DIRECTIONS ::
1. Decide whether each statement below agrees with the blog post about being a Mommy, and answer yes or no with the deciding words from the post quoted exactly: (a) The writer has lived in Burleson for the past 6 years. (b) Ronnie's trips for work usually last about 3 to 5 days. (c) The writer spends at least 10 hours a week in the car.
2. Write the next part of the blog post about being a Mommy, picking up after its final sentence.

EXTRACTED TEXT ::
=-=-=

Monday, January 30, 2012

Some days being a Mommy is so hard!!!

        I know that we are faced with difficult times being parents.. but sometimes don't you just feel like you are experiencing things that no other Moms do? And these days you have to be very cautious of who you ask for advice or even their opinion.. Sometimes you just don't want to hear what another parent has to say.. Now a'days you can go to facebook and with in minutes you've got a slew of answers for your problems...  the only problem is everyone handles situations different and not everyone has two girls! Do you have any idea how hard it is to have two girls??!!  I guess I should have read the book Raising Girls that my Mom gave me years ago!  Maybe I wouldn't be standing here with my arms up saying I give up!

(Just a tiny insight into the past 6 years!)
    For the past 6 years we have lived in Burleson and I have worked full time driving back and forth to North Arlington..  I spend at least 10 hours a week in my car and most days come home exhausted!  During this time I have learned to balance a job, a home, being a mother, and most importantly still giving my time to Ronnie.  The only problem is I feel like 6 years have flown by and I'm still trying to figure out how to do it all!

For the past 3 1/2 years Ronnie has worked for a drilling company in the oil/gas field.  It has truly been a blessing in so many ways but most of you know it consist of him traveling for long periods of time.  When Ronnie is called out to a job we are unsure when he will return.  Most of the time it averages 7-14 days.  Then when he is home it might be for 2 days or 2 weeks.  So learning to adapt to his schedule has been challenging but at the same time we love when he is home for a long period! We kind of feel like we get more time together than if he worked Mon-Fri..

=-=-=

GIVEN ENTRIES ::
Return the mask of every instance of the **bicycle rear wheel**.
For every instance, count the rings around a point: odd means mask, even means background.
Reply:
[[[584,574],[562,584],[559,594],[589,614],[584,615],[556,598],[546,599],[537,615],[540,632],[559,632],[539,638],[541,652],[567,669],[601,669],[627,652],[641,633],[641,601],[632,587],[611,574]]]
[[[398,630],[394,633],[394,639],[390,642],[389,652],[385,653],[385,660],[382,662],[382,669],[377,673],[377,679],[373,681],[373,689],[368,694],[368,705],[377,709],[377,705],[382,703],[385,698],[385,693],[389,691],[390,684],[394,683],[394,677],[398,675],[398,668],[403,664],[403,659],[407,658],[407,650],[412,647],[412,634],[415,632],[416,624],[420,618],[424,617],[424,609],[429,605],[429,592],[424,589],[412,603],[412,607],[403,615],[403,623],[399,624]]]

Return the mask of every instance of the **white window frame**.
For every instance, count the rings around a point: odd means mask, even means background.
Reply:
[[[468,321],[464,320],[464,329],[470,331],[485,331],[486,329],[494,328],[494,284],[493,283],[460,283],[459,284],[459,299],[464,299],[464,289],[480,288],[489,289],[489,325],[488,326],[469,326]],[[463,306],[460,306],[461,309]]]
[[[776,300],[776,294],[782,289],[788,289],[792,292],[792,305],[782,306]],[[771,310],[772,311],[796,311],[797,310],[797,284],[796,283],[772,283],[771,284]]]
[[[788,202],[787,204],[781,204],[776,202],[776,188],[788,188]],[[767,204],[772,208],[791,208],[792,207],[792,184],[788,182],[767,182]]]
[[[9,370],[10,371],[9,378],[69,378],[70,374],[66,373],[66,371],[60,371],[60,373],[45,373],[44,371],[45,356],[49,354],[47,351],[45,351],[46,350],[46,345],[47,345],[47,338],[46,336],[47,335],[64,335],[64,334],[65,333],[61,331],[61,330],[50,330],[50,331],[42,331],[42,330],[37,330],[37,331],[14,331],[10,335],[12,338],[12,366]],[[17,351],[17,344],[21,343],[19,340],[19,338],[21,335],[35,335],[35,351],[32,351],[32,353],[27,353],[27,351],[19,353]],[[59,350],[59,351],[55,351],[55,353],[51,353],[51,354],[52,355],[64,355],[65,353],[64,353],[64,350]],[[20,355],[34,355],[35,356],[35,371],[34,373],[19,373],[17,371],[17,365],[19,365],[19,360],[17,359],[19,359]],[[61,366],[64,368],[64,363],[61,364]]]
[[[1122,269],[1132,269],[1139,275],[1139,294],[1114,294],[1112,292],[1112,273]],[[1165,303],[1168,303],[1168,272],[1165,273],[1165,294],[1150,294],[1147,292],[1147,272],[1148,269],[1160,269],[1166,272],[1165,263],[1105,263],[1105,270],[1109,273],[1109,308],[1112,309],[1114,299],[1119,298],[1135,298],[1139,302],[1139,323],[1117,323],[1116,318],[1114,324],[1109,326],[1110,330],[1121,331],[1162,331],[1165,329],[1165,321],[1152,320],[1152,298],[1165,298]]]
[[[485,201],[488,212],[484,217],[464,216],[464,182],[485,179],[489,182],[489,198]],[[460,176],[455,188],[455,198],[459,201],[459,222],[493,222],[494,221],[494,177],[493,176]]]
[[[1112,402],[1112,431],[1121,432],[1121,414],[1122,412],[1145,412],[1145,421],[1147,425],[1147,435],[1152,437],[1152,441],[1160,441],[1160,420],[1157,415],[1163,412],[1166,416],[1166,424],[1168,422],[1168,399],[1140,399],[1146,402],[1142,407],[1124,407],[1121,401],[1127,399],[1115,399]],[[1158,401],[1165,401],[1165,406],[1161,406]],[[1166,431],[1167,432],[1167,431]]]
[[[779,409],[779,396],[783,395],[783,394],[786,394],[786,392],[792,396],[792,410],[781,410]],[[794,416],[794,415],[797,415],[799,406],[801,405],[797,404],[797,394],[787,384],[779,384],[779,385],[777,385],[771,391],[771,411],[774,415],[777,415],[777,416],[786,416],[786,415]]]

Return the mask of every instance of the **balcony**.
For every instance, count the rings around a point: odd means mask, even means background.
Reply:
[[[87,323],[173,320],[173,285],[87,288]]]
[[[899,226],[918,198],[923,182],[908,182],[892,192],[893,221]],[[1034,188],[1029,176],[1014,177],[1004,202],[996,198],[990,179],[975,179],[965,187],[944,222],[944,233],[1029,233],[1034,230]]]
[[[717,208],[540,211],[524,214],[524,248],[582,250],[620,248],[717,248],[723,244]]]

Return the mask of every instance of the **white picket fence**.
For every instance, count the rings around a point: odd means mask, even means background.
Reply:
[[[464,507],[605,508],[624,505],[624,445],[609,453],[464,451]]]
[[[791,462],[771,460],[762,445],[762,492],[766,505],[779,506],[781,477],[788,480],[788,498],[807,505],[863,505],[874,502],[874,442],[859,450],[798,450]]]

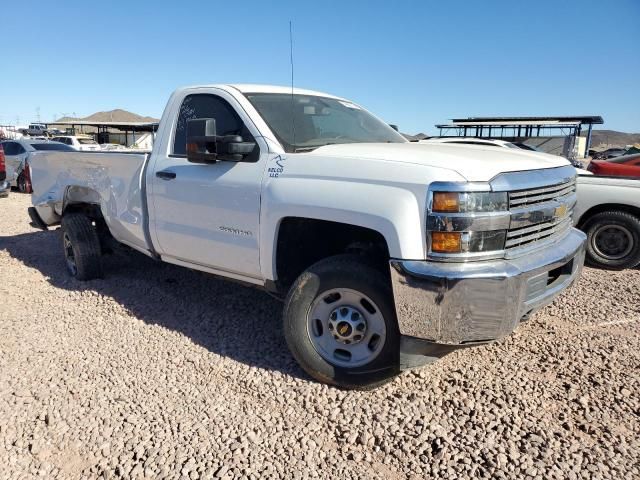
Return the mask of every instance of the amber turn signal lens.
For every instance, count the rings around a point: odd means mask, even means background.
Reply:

=-=-=

IN RESPONSE ::
1.
(a) Yes: "For the past 6 years we have lived in Burleson"
(b) No: "Most of the time it averages 7-14 days."
(c) Yes: "I spend at least 10 hours a week in my car"

2.
  So with that said you have crazy stressed out mamma that really wants to just give into everything in order to keep the young-ins happy! Then you have Daddy that travels quite often and definitely doesn't want to come home and be the bad guy.. Short version of this story.. We have two girls that run the show!! haha  Which is one of the huge reasons that we are taking the risk to allow me to quit my job and begin staying at home.. All of this is very scary for me..  I am afraid of setting my expectations too high and being this "stay at home mommy" isn't going to be what I thought it would be, or that I won't have this extra time on my hands to be more productive, or that staying home all of the sudden will create two perfectly well mannered little girls! Now don't get me wrong.. my girls are not bad all the time! haha I know that all children don't always make the best decisions and as they grow they learn to push their limits.  I also know that children soak in way more then us parents realize they do! Which brings me to the recent book I just purchased, The Five Love Languages of Children.   Some of you might be familiar with Chapmans other book,  The Five Love Languages.  I suggest you read it if you have not.. specially if you feel like you want to strangle your spouse! haha  Anyhow I know it is surprising enough that I am reading at all (something else I plan on doing more often) but I had stumbled upon this book and really felt like it was a sign! It was kinda of like a "duh" moment for me.. if the initial book I read helped my marriage then of course this should give me some insight as to how to deal with the unique personalities of my two precious ones! How selfish of me to think they don't have a "love language" and that we should all learn understand and do our best to keep it full! So I began reading this last week and managed to get pretty far the first day..  Here are a few inserts to what I already read!

By speaking your child’s own love language, you can fill his
“emotional tank” with love. When your child feels loved, he is much
easier to discipline and train than when his “emotional tank” is running near empty.


Of course, it is necessary to train and/or discipline our children—
but only after their emotional tanks have been filled. Those tanks can
be filled with only one premium fuel: unconditional love. Our children

have “love tanks” ready to be filled (and refilled—they can deplete
regularly). Only unconditional love can prevent problems such as resentment,

feelings of being unloved, guilt, fear, and insecurity. Only
as we give our children unconditional love will we be able to deeply
understand them and deal with their behaviors, whether good or bad.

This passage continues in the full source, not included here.